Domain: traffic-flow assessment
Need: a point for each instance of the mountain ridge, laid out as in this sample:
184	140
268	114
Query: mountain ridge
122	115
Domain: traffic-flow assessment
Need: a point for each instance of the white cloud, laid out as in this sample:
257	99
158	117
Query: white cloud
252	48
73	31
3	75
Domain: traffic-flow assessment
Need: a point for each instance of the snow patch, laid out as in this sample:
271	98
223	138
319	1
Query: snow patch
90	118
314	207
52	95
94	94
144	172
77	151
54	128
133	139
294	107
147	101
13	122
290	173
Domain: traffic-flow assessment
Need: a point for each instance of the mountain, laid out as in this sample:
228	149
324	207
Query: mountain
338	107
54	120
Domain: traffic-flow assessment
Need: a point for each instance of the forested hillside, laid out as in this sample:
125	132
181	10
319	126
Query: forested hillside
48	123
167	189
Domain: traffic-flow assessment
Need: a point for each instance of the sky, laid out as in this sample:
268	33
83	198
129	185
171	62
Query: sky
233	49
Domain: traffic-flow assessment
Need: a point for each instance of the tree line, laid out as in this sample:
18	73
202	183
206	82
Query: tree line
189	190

=== ASSIGNED TASK ===
Copy out each line of the material and keep every word unchanged.

=== EXPECTED OUTPUT ===
Domain: traffic-flow assessment
Need: a point for each instance of the mountain ridge, laid out as in this sample:
184	140
268	114
Query: mountain ridge
122	115
Domain: traffic-flow assessment
Need: a point for each instance of the white cloud, laid out as in this sample:
257	99
158	117
Query: white cloud
252	48
73	31
3	75
Domain: traffic-flow assessment
Need: a point for each instance of the snow patch, laid out as in this sample:
271	98
223	138
319	1
Query: snow patch
90	118
314	207
52	95
94	94
144	172
77	151
54	128
133	139
294	107
147	101
13	122
290	173
Domain: traffic-flow assessment
Need: a point for each instance of the mountain, laid out as in this sample:
228	149
324	207
Query: mountain
338	107
54	120
Domain: traffic-flow assessment
Need: a point for each instance of the forested hillside, laid out as in this sample:
125	132
181	10
319	126
Query: forested hillside
48	123
167	189
Domain: traffic-flow assessment
Need: a point for each instance of the sky, laid out as in this sample:
268	33
83	198
129	185
171	62
Query: sky
233	49
Domain: traffic-flow assessment
Need: a point for each instance of the tree line, laid out as in this sample:
18	73
202	183
206	82
Query: tree line
189	190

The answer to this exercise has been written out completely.